*** TEXT

We have the following inversion formula, for the [math]2\times2[/math] matrices:

[[math]] \begin{pmatrix}a&b\\ c&d\end{pmatrix}^{-1} =\frac{1}{ad-bc}\begin{pmatrix}d&-b\\ -c&a\end{pmatrix} [[/math]]

When [math]ad-bc=0[/math], the matrix is not invertible.

Show Proof

We have two assertions to be proved, the idea being as follows:

(1) As a first observation, when [math]ad-bc=0[/math] we must have, for some [math]\lambda\in\mathbb R[/math]:

[[math]] b=\lambda a\quad,\quad d=\lambda c [[/math]]

Thus our matrix must be of the following special type:

[[math]] \begin{pmatrix}a&b\\ c&d\end{pmatrix}=\begin{pmatrix}a&\lambda a\\ a&\lambda c\end{pmatrix} [[/math]]

But in this case the columns are proportional, so the linear map associated to the matrix is not invertible, and so the matrix itself is not invertible either.

******
*** DATASET EXTRACT

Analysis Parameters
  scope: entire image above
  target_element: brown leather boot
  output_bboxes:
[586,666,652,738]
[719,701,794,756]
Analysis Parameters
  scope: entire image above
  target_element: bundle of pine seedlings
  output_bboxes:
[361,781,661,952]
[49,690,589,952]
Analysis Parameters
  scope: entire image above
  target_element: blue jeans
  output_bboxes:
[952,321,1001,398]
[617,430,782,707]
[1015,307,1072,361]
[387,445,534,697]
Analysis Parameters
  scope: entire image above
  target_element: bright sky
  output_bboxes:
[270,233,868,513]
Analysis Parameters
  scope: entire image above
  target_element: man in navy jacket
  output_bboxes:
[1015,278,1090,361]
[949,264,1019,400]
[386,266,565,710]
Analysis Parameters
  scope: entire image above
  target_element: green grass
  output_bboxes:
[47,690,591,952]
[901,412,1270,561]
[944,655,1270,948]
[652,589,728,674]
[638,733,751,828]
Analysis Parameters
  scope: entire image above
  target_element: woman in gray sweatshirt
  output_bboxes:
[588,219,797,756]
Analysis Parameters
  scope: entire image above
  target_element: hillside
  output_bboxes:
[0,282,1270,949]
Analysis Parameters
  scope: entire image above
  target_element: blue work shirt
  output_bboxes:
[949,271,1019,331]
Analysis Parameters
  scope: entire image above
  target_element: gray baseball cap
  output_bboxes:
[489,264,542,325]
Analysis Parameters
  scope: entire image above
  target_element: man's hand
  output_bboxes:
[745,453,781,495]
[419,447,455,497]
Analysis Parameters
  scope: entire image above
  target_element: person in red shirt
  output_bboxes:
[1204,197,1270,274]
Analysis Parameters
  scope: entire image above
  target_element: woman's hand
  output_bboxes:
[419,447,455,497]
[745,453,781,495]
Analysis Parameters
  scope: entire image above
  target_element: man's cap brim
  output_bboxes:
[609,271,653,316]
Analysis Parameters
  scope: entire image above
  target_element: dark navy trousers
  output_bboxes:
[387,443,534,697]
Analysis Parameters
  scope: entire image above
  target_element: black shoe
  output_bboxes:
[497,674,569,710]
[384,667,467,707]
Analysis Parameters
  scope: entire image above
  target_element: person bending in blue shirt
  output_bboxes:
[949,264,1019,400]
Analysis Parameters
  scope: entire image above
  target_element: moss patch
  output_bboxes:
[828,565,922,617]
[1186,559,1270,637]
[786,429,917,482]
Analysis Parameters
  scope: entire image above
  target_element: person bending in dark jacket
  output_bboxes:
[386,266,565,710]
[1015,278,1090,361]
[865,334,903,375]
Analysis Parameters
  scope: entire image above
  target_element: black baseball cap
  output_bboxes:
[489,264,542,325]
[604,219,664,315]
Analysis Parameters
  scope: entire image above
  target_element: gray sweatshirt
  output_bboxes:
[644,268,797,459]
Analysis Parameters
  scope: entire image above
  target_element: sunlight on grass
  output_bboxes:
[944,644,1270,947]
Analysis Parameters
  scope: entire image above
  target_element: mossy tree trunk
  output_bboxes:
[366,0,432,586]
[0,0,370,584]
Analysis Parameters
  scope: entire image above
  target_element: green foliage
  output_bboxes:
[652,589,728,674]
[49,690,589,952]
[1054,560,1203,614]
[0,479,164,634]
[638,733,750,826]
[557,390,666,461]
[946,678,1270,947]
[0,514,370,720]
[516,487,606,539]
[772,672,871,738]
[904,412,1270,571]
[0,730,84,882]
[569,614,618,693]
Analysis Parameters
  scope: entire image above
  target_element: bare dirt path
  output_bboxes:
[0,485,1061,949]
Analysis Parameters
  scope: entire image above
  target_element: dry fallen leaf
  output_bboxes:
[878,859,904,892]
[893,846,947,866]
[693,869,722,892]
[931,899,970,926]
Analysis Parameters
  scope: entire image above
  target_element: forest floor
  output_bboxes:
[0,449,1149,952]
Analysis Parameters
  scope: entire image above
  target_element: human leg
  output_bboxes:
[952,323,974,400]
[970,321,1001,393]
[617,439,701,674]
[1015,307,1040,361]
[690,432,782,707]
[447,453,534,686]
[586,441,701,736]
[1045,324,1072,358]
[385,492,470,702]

******

**SHORT TASK 1**: According to the proof in the 2×2 matrix inversion text, why is the matrix not invertible when ad−bc=0?
**SHORT TASK 2**: Carry the 2×2 matrix inversion text forward from its last sentence.

**RESULT 1**: Its columns are proportional, so the linear map associated with it is not invertible.

**RESULT 2**:
(2) When [math]ad-bc\neq 0[/math], let us look for an inversion formula of the following type:

[[math]] \begin{pmatrix}a&b\\ c&d\end{pmatrix}^{-1} =\frac{1}{ad-bc}\begin{pmatrix}*&*\\ *&*\end{pmatrix} [[/math]]

We must therefore solve the following system of equations:

[[math]] \begin{pmatrix}a&b\\ c&d\end{pmatrix} \begin{pmatrix}*&*\\ *&*\end{pmatrix}= \begin{pmatrix}ad-bc&0\\ 0&ad-bc\end{pmatrix} [[/math]]

But the solution to these equations is obvious, is as follows:

[[math]] \begin{pmatrix}a&b\\ c&d\end{pmatrix} \begin{pmatrix}d&-b\\ -c&a\end{pmatrix}= \begin{pmatrix}ad-bc&0\\ 0&ad-bc\end{pmatrix} [[/math]]

Thus, we are led to the formula in the statement.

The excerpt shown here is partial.